*Consignes*.
(1) Dans l'extrait sur le syndrome de Lynch, quel autre nom donne-t-on à l'instabilité des marqueurs microsatellites ?
(2) Imprimez tout le passage de l'extrait sur le syndrome de Lynch depuis « Deux situations peuvent » jusqu'à « pas identifié ? ».
(3) Poursuivez le texte sur le syndrome de Lynch après sa dernière phrase.

*Extrait présenté*.

Egalement, des traces de l’absence d’efficacité du système de réparation peuvent être retrouvées dans le cancer. Lorsque le système est défaillant, on retrouve une « instabilité des marqueurs microsatellites », autrement appelée RER. Les marqueurs microsatellites sont des régions de notre patrimoine génétique dont la taille varie d’une personne à l’autre. S’il n’y a pas de réparation, la tumeur en recopiant ces régions va commettre des erreurs. Pour une région donnée, la taille va donc varier entre la tumeur et des cellules normales. La tumeur se trompant plusieurs fois, de nombreuses tailles sont présentes dans la tumeur. Cet examen, réalisé sur la pièce opératoire, est l’un des éléments majeurs à prendre en compte avant de faire la prise de sang en consultation d’oncogénétique.
A partir de la prise de sang réalisée, le laboratoire peut « lire » les quelques gènes associés au syndrome de Lynch, à la recherche d’une erreur. Analyser les gènes est un travail complexe et très long. Cela prendplusieurs mois avant d’avoir un résultat. Celui-ci ne peut être rendu qu’au cours d’une nouvelle consultation.
Deux situations peuvent alors se présenter :
Si aucune anomalie n’a été identifiée, on ne peut pas conclure qu’il n’existe pas de terrain prédisposant. En effet, il peut s’agir d’un autre gène encore inconnu.
Si une mutation est trouvée, le terrain est authentifié. Cela permettra de mieux prendre en charge la personne et surtout ses apparentés.
Que faire si le terrain n’est pas identifié ?
En fonction de l’histoire familiale, les mesures de surveillance sont maintenues, car on considère que le risque de développer un cancer chez eux est important. Ceci ne reste qu’une suspicion, mais l’on reste très prudent. C’est une situation inconfortable, puisqu’un certain nombre de personnes seront surveillées absolument pour rien. La surveillance des apparentés plus éloignés (petits enfants, cousins…) est également problématique et gérée au cas par cas.

*Entrées présentées*.

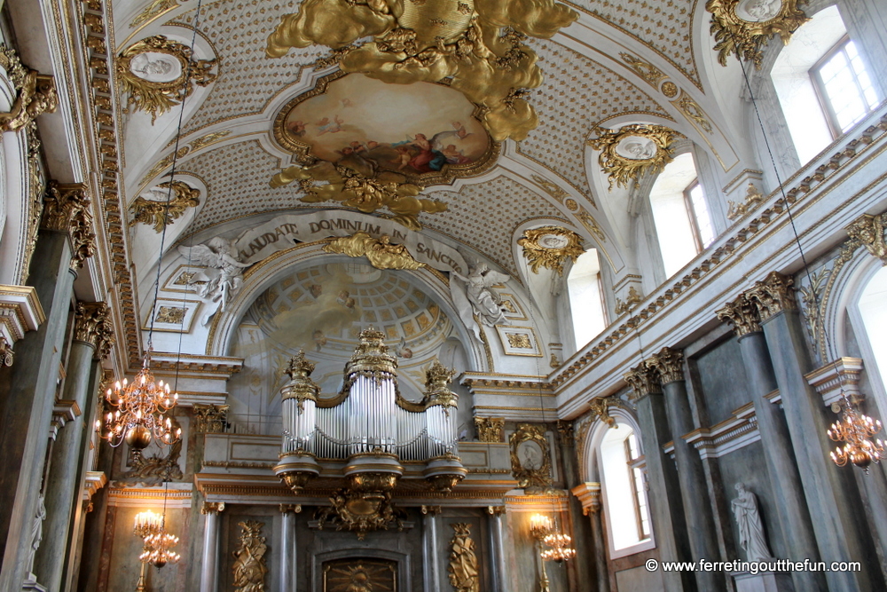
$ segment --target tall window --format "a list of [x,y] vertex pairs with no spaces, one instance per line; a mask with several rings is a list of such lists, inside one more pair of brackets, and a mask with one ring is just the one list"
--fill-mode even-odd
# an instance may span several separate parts
[[577,349],[581,349],[607,327],[600,289],[600,260],[596,249],[588,249],[573,264],[567,278],[567,292],[573,317],[573,336]]
[[[612,550],[622,556],[624,552],[619,551],[650,541],[644,457],[634,430],[621,422],[607,430],[600,451]],[[631,552],[636,550],[640,549]]]
[[650,208],[669,277],[715,240],[705,193],[690,153],[675,157],[656,178],[650,190]]
[[846,37],[823,56],[810,74],[836,138],[878,104],[856,44]]

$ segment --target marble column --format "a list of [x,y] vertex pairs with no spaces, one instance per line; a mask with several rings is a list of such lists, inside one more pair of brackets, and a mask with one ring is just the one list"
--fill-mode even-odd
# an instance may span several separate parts
[[582,513],[588,517],[592,531],[590,556],[594,557],[593,588],[596,592],[609,592],[609,572],[607,568],[607,541],[604,525],[600,521],[600,484],[586,482],[573,487],[570,492],[582,504]]
[[440,557],[437,554],[437,515],[440,506],[422,506],[422,581],[425,592],[441,592]]
[[280,592],[295,592],[295,515],[301,511],[302,506],[280,504]]
[[[45,201],[28,283],[46,322],[16,343],[15,365],[0,373],[0,590],[20,589],[33,557],[32,531],[42,492],[48,430],[64,351],[76,266],[69,227],[82,193],[59,192]],[[57,199],[58,198],[58,199]],[[78,201],[79,200],[79,201]],[[86,200],[88,203],[88,200]],[[75,250],[75,249],[74,249]]]
[[505,560],[505,506],[490,506],[487,508],[490,515],[490,550],[492,561],[490,567],[492,571],[493,592],[511,592],[508,578],[506,577]]
[[50,590],[60,588],[71,518],[75,506],[80,505],[81,449],[83,436],[90,428],[84,425],[84,420],[89,420],[89,410],[95,406],[98,387],[95,378],[100,371],[97,348],[109,347],[108,313],[104,303],[78,303],[75,312],[74,341],[70,344],[61,401],[74,408],[75,416],[59,430],[50,454],[44,487],[43,540],[34,564],[38,581]]
[[[647,361],[647,365],[659,374],[663,385],[669,426],[674,438],[674,459],[692,556],[695,560],[715,559],[719,553],[703,459],[693,446],[681,438],[696,428],[693,424],[693,413],[684,378],[684,354],[663,347]],[[700,590],[718,590],[726,587],[721,572],[696,572],[695,577]]]
[[[640,364],[626,373],[624,378],[634,389],[633,399],[647,460],[650,513],[659,558],[661,561],[690,561],[690,542],[678,470],[663,449],[671,440],[671,432],[659,375],[646,364]],[[690,572],[663,572],[663,581],[670,592],[696,589],[695,578]]]
[[829,458],[829,418],[822,398],[804,376],[811,363],[792,284],[791,278],[773,272],[745,294],[757,309],[773,359],[820,556],[827,563],[862,563],[860,572],[828,572],[826,580],[832,590],[885,589],[853,476]]
[[[765,466],[773,485],[776,519],[789,553],[787,558],[819,561],[813,523],[806,504],[802,502],[804,485],[795,462],[789,426],[779,407],[766,399],[777,385],[757,309],[741,295],[718,311],[718,318],[731,322],[739,339],[742,362],[753,393],[757,430],[764,443]],[[791,579],[796,590],[827,589],[825,574],[820,572],[792,572]]]
[[219,514],[224,501],[204,501],[203,556],[200,561],[200,592],[218,592]]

*Réponses attendues*.
(1) On l'appelle aussi RER.

(2)
Deux situations peuvent alors se présenter :
Si aucune anomalie n’a été identifiée, on ne peut pas conclure qu’il n’existe pas de terrain prédisposant. En effet, il peut s’agir d’un autre gène encore inconnu.
Si une mutation est trouvée, le terrain est authentifié. Cela permettra de mieux prendre en charge la personne et surtout ses apparentés.
Que faire si le terrain n’est pas identifié ?

(3)
Que faire si le terrain est identifié ?
Cela permet de déterminer dans la famille qui a hérité du terrain et qui n’en est pas porteur.
Le risque d’avoir hérité du terrain de prédisposition est 50% pour les enfants d’une personne porteuse.Lorsqu’une mutation est trouvée chez quelqu’un, on lui demande de faire passer l’information dans la famille. Il devient le « messager ». Légalement, c’est la seule personne habilitée à le faire. Les apparentés sont invités à venir en consultation d’oncogénétique, afin que des précisions leur soient apportées. S’ils sont demandeurs, un test génétique à la recherche du terrain familial leur sera proposé. Quelques semaines après, le résultat sera rendu au cours d’une nouvelle consultation. Ces tests ne peuvent être prescrits que par les oncogénéticiens qui travaillent en collaboration étroite avec des psychologues.
Si la personne a hérité du terrain : les mesures de surveillance seront maintenues. Il aura également 50% de risque d’avoir transmis la mutation à chacun de ses enfants. Il faut alors garder en mémoire que la génération suivante aura à faire la même démarche.
Si la personne n’a pas hérité du terrain . Elle n’a donc a priori pas de risques supplémentaires de développer un cancer : on la rassure et la surveillance n’est pas indiquée. Ceci permet également de rassurer ses enfants et tous ses descendants, puisque l’on ne peut transmettre quelque chose que l’on n’a pas reçu .
Il s’agit là d’une démarche volontaire. Si l’apparenté ne souhaite pas faire le test, il faut qu’il poursuive la surveillance comme s’il était porteur.
L’objectif de la consultation d’oncogénétique est d’apporter les conseils de surveillance les plus pertinents pour une personne et ses apparentés. L’identification du terrain de prédisposition apporte la possibilité d’adapter la surveillance au cas par cas, tout en rassurant une bonne partie de la famille.